--- begin ---

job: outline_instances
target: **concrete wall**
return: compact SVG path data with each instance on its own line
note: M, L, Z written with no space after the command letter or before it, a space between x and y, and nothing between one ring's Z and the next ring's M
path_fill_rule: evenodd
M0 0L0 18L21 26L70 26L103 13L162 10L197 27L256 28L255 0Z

--- end ---

**Exercise objective:** Recast every line of the items above as a Markdown table with the columns Row and Line. Number the rows and leave out any blank lines.

**Correct response:**
| Row | Line |
|---|---|
| 1 | job: outline_instances |
| 2 | target: **concrete wall** |
| 3 | return: compact SVG path data with each instance on its own line |
| 4 | note: M, L, Z written with no space after the command letter or before it, a space between x and y, and nothing between one ring's Z and the next ring's M |
| 5 | path_fill_rule: evenodd |
| 6 | M0 0L0 18L21 26L70 26L103 13L162 10L197 27L256 28L255 0Z |